What the exercise asks:
Exact repetition is required: output every record in full.

---------- Dataset excerpts ----------

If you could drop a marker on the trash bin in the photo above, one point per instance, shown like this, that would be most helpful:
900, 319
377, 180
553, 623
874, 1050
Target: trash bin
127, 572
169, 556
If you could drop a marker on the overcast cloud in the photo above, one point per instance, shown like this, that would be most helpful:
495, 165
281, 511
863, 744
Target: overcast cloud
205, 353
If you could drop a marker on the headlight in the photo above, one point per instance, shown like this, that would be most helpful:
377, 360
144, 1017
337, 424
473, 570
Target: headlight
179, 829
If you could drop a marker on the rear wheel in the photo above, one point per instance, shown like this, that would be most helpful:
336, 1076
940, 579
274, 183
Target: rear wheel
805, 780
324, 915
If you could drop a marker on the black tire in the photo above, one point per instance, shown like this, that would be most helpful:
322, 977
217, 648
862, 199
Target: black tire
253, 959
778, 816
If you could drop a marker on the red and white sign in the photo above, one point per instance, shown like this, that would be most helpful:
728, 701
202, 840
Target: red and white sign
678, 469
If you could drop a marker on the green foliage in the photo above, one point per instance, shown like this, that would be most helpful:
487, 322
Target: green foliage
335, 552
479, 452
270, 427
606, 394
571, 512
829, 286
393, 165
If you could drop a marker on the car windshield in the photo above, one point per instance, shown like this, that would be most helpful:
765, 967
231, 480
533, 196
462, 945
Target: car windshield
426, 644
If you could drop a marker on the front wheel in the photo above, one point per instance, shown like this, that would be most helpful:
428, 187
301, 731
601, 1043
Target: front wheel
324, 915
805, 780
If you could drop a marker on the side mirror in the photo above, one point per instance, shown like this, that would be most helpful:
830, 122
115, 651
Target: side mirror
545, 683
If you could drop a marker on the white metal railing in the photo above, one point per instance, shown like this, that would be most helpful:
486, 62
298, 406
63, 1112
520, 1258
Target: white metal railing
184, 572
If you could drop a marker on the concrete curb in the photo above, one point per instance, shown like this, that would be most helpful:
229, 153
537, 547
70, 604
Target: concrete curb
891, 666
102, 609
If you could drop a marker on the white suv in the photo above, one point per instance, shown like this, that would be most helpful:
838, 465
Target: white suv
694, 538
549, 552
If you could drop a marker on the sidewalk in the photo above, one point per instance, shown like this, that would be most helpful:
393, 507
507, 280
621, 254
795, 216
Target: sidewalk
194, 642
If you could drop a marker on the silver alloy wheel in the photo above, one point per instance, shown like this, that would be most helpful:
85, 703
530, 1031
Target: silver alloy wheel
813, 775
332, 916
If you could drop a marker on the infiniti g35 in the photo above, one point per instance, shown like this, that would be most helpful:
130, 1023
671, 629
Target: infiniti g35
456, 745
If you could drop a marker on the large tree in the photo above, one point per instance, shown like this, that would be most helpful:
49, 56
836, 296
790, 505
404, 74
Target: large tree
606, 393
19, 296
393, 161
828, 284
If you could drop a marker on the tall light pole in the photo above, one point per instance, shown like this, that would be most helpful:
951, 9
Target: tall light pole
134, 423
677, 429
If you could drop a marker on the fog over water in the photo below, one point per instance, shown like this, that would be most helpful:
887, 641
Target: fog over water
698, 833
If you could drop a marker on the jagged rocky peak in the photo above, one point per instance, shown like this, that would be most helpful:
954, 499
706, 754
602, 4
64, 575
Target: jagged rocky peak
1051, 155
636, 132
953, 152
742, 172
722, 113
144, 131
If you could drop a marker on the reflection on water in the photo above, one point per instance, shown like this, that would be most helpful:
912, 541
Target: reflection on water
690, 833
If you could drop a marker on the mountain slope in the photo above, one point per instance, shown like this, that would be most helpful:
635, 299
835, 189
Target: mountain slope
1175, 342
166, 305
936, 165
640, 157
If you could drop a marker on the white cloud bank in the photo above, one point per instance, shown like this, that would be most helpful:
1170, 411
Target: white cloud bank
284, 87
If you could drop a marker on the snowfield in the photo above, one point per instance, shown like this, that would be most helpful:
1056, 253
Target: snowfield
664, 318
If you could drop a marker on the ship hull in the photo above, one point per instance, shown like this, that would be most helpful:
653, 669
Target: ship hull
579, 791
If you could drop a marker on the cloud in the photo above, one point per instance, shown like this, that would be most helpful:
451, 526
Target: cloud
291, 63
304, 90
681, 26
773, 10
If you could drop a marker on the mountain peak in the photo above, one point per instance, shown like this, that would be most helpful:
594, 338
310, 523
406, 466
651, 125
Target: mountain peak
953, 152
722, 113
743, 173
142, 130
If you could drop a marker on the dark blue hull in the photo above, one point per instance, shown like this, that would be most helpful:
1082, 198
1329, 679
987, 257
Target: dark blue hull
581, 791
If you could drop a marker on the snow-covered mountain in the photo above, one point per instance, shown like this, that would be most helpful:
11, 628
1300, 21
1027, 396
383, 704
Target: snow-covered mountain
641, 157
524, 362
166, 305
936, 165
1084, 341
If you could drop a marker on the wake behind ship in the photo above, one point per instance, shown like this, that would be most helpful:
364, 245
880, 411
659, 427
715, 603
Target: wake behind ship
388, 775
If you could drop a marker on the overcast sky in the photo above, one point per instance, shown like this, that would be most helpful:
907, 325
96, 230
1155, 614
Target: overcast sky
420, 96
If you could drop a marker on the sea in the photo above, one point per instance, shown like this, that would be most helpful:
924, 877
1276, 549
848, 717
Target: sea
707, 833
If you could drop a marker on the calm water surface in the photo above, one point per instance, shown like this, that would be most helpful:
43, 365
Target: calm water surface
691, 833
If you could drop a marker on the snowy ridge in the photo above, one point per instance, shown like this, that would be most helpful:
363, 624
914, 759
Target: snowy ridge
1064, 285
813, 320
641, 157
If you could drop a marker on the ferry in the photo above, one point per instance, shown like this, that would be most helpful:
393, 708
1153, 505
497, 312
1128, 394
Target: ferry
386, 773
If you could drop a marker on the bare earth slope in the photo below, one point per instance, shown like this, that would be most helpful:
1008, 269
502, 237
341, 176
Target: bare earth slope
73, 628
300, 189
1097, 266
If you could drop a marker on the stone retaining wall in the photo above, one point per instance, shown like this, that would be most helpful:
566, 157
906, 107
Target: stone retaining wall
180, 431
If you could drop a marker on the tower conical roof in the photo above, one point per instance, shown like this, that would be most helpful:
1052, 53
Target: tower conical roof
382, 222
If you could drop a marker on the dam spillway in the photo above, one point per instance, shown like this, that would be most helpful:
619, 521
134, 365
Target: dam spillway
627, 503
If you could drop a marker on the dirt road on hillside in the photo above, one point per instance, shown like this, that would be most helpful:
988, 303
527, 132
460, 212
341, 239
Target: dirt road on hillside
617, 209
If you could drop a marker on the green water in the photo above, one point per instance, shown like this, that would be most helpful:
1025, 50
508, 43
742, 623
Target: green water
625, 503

----------

Solved exercise:
If you could drop a marker on the trash bin in the photo above, one point per instance, shown like this, that would be most helpful:
900, 319
377, 180
553, 623
874, 1050
Target: trash bin
127, 572
169, 556
If you could drop a marker on the overcast cloud in the photo above, one point per instance, shown like this, that would be most helpful:
495, 165
281, 511
863, 744
Target: overcast cloud
205, 353
If you could drop a marker on the headlight in the photo above, one point per instance, shown like this, that would be most helpful:
377, 360
144, 1017
337, 424
473, 570
Target: headlight
179, 829
If you could drop a marker on the rear wheel in the photo above, one point per instance, shown like this, that would be most helpful:
336, 1076
940, 579
274, 183
Target: rear wheel
805, 780
324, 915
If you could drop a marker on the black tire in the photo above, one point per instance, shown like this, that would be most helpful:
322, 977
217, 648
862, 199
Target: black tire
253, 959
778, 816
If you could drop a marker on the red and white sign in the photo above, one point per instance, shown like this, that would be most helpful:
728, 701
202, 840
Target: red and white sign
678, 469
If you could drop a marker on the green foliage in the photo above, one point per instance, shown like this, that would be most helpful:
487, 322
Target: green foliage
335, 552
479, 452
270, 427
606, 394
571, 512
829, 286
393, 165
If you could drop a marker on the car windshield in the photo above, one point per instance, shown like this, that would be most helpful:
765, 967
231, 480
533, 196
462, 945
Target: car windshield
426, 644
If you could drop a marker on the front wheel in the photo above, one point per instance, shown like this, that would be most helpful:
428, 187
301, 731
601, 1043
Target: front wheel
324, 915
805, 780
If you could drop a marker on the side mirror in the photo above, one point per instance, shown like this, that would be most helpful:
830, 122
115, 651
Target: side mirror
545, 683
If you could drop a marker on the white metal railing in the photo above, one point per instance, shown like this, that would be most helpful:
486, 62
298, 406
63, 1112
520, 1258
Target: white metal railing
184, 572
If you could drop a marker on the concrete curb in the photo above, one point per instance, shown like this, that would be most helpful:
229, 153
537, 547
70, 604
Target: concrete curb
891, 666
102, 609
If you could drop a marker on the white suv in the photo above, one point per instance, shown like this, that would be most helpful:
838, 465
Target: white suv
694, 538
549, 552
If you could drop a marker on the sidewalk in the photo above, one point per instance, shown like this, that would be most helpful:
393, 507
507, 280
621, 254
795, 216
Target: sidewalk
194, 642
If you could drop a marker on the silver alloy wheel in the photo above, one point per instance, shown like this, that would be most helpful:
85, 703
530, 1031
Target: silver alloy wheel
813, 775
332, 916
If you could drop a marker on the infiniti g35 in the photo above, one point per instance, shown like this, that would be most helpful:
130, 1023
671, 629
Target: infiniti g35
456, 745
If you could drop a marker on the large tree in the photo above, one point per instance, shown like this, that would be most helpful:
49, 56
836, 296
790, 505
404, 74
Target: large tree
606, 393
19, 296
393, 161
828, 284
If you could drop a marker on the tall light pole in the photo above, one point per instance, shown like this, that would be most helpful:
951, 9
Target: tall light pole
134, 423
677, 429
If you could drop a marker on the fog over water in the photo below, one point per instance, shown like this, that would be most helpful:
887, 641
Target: fog over water
698, 833
If you could drop a marker on the jagged rocky peak in the photo above, one point per instance, shown like this, that would be most helpful:
954, 499
706, 754
602, 4
64, 575
Target: jagged rocky peak
1051, 155
636, 132
953, 152
742, 172
722, 113
144, 131
If you could drop a marker on the reflection on water in the photo above, one point per instance, shown like this, that would be most helpful:
912, 541
Target: reflection on water
690, 833
If you could drop a marker on the mountain slope in the photo above, one point per instance, shown like this, that would be most helpful:
635, 299
835, 189
Target: mountain slope
1175, 342
166, 305
936, 165
640, 157
If you could drop a marker on the white cloud bank in the photo above, one point per instance, shown like this, that would be most helpful:
1170, 411
Target: white cloud bank
284, 87
If you could drop a marker on the snowfield in the photo above, one point per instance, shown like this, that would be most helpful:
1056, 253
Target: snowfield
664, 318
If you could drop a marker on the ship hull in the photo above, one point per instance, shown like this, that would be most helpful:
653, 669
Target: ship hull
579, 791
If you could drop a marker on the cloud in the photo above, one point per instance, shown like this, that would be most helpful:
451, 526
Target: cloud
291, 63
304, 90
681, 26
773, 10
If you could drop a marker on the mountain peak in the photo above, one point per instance, shown like this, that would be most helpful:
594, 338
310, 523
406, 466
651, 125
Target: mountain peak
953, 152
722, 113
743, 173
142, 130
If you could drop a marker on the dark blue hull in the photo above, one point per instance, shown like this, that would be most helpful:
1082, 198
1329, 679
987, 257
Target: dark blue hull
581, 791
If you could drop a marker on the snow-covered mountain in the photo above, one point per instance, shown like this, that would be most helpful:
11, 628
1300, 21
1027, 396
383, 704
Target: snow-covered mountain
641, 157
524, 362
166, 305
936, 165
1084, 341
If you could drop a marker on the wake behind ship in the photo above, one point per instance, shown like this, that would be most helpful:
364, 245
880, 411
659, 427
715, 603
Target: wake behind ship
388, 775
If you could drop a marker on the overcast sky in the photo above, one point per instance, shown like this, that would be most helpful:
907, 325
96, 230
1155, 614
Target: overcast sky
420, 96
If you could drop a marker on the sea in the photo above, one point per instance, shown like this, that would be most helpful:
924, 877
1276, 549
848, 717
Target: sea
707, 833
If you could drop a marker on the calm water surface in the photo above, one point per instance, shown like this, that would be most helpful:
43, 365
Target: calm water surface
691, 833
If you could drop a marker on the snowy ridge in the photo above, one point per instance, shown like this, that would be most helpful:
363, 624
914, 759
Target: snowy ridge
1064, 285
813, 320
641, 157
If you could drop a marker on the ferry in the photo above, one point per instance, shown like this, that would be most helpful:
393, 708
1153, 505
497, 312
1128, 394
Target: ferry
386, 773
If you could drop a marker on the bare earth slope in the photo below, one point per instance, shown like this, that would be most helpful:
1008, 269
502, 237
341, 176
Target: bare earth slope
73, 628
300, 189
1097, 266
If you could drop a marker on the stone retaining wall in the photo above, one point per instance, shown like this, that would be most helpful:
566, 157
906, 107
Target: stone retaining wall
180, 431
If you could drop a marker on the tower conical roof in the photo above, one point per instance, shown like this, that would be most helpful:
1052, 53
Target: tower conical roof
382, 222
If you could drop a marker on the dam spillway in the photo above, one point per instance, shown like this, that would be most helpful:
619, 521
134, 365
Target: dam spillway
627, 503
If you could drop a marker on the dirt road on hillside in the photo above, one point per instance, shown like this, that would be most helpful:
988, 303
527, 132
460, 212
341, 239
Target: dirt road on hillside
617, 209
If you could drop a marker on the green water in the photo above, one point per instance, shown like this, that would be most helpful:
1025, 50
508, 43
742, 623
Target: green water
625, 503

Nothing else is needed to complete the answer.